───── Data ─────

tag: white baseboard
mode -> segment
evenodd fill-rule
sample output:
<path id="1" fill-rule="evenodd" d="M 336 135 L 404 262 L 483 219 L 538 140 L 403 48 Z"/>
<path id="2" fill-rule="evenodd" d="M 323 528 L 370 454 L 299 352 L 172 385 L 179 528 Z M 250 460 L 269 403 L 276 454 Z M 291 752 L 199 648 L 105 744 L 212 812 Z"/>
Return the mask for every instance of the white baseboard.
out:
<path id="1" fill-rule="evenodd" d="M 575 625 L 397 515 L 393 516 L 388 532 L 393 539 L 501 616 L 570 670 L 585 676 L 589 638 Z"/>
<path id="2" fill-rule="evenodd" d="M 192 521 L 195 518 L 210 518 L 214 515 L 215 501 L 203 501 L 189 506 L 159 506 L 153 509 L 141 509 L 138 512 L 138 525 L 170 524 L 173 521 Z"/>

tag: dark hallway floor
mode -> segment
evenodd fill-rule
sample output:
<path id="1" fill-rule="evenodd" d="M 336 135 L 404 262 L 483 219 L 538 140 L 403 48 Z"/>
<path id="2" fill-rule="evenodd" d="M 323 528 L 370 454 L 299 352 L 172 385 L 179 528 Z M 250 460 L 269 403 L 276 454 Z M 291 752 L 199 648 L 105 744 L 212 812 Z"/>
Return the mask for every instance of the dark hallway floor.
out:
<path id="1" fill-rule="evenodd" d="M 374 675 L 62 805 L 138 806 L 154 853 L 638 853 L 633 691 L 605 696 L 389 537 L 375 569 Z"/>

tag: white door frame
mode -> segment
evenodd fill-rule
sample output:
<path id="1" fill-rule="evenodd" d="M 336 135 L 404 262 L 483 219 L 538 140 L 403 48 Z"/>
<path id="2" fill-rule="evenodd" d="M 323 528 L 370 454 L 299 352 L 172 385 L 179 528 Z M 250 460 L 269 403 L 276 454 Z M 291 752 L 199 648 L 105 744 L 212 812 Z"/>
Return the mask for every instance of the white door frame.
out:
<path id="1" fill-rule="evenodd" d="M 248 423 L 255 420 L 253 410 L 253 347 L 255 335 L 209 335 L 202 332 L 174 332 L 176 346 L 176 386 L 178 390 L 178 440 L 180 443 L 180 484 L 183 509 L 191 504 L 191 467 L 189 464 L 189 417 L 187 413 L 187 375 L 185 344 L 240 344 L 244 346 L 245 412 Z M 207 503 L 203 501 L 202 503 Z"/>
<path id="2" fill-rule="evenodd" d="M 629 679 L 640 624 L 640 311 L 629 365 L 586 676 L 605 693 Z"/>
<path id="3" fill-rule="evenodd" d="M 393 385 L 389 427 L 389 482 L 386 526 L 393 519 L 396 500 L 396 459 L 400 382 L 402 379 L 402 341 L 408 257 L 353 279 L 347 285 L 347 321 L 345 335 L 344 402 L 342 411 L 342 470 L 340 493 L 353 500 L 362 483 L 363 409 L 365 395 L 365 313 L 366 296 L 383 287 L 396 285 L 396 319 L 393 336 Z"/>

─────

# What the exercise asks
Rewrite the listing above with every "sample output" replaced by "example output", leaving all else unchanged.

# Final result
tag: white baseboard
mode -> segment
evenodd fill-rule
example output:
<path id="1" fill-rule="evenodd" d="M 336 135 L 404 262 L 483 219 L 538 140 L 403 48 Z"/>
<path id="2" fill-rule="evenodd" d="M 323 528 L 370 454 L 299 352 L 172 385 L 179 528 Z M 250 460 L 269 403 L 276 454 Z M 291 752 L 199 648 L 105 744 L 212 812 Z"/>
Return the mask for every instance of the white baseboard.
out:
<path id="1" fill-rule="evenodd" d="M 575 625 L 397 515 L 393 516 L 388 532 L 393 539 L 501 616 L 570 670 L 585 676 L 589 638 Z"/>
<path id="2" fill-rule="evenodd" d="M 192 521 L 195 518 L 210 518 L 214 515 L 215 501 L 203 501 L 189 506 L 159 506 L 153 509 L 141 509 L 138 512 L 138 525 L 170 524 L 173 521 Z"/>

tag: dark hallway floor
mode -> segment
evenodd fill-rule
example output:
<path id="1" fill-rule="evenodd" d="M 336 135 L 404 262 L 483 219 L 538 140 L 403 48 Z"/>
<path id="2" fill-rule="evenodd" d="M 323 528 L 370 454 L 299 352 L 172 385 L 179 528 Z M 250 460 L 269 403 L 276 454 Z M 291 752 L 199 648 L 105 744 L 212 812 Z"/>
Return the mask for every instance of the dark hallway floor.
out:
<path id="1" fill-rule="evenodd" d="M 374 675 L 62 805 L 138 806 L 154 853 L 638 853 L 633 691 L 605 696 L 389 537 L 375 569 Z"/>

tag: white door frame
mode -> segment
evenodd fill-rule
example output:
<path id="1" fill-rule="evenodd" d="M 336 135 L 404 262 L 483 219 L 538 140 L 403 48 Z"/>
<path id="2" fill-rule="evenodd" d="M 323 528 L 370 454 L 299 352 L 172 385 L 179 528 Z M 250 460 L 269 403 L 276 454 Z M 291 752 L 199 648 L 105 744 L 212 812 Z"/>
Return the mask for every instance of the white door frame.
out:
<path id="1" fill-rule="evenodd" d="M 248 423 L 255 420 L 253 410 L 253 347 L 255 335 L 209 335 L 202 332 L 174 332 L 176 346 L 176 386 L 178 390 L 178 440 L 180 443 L 180 484 L 183 509 L 191 504 L 191 467 L 189 464 L 189 417 L 187 413 L 187 375 L 185 344 L 240 344 L 244 346 L 245 412 Z M 207 503 L 203 501 L 202 503 Z"/>
<path id="2" fill-rule="evenodd" d="M 629 679 L 640 624 L 640 311 L 629 365 L 586 676 L 605 693 Z"/>
<path id="3" fill-rule="evenodd" d="M 393 385 L 389 427 L 389 482 L 386 526 L 393 519 L 396 500 L 396 459 L 400 382 L 402 379 L 402 341 L 408 257 L 353 279 L 347 285 L 347 321 L 345 335 L 344 402 L 342 411 L 342 470 L 340 493 L 353 500 L 362 483 L 363 409 L 365 395 L 365 313 L 366 296 L 383 287 L 396 285 L 396 319 L 393 336 Z"/>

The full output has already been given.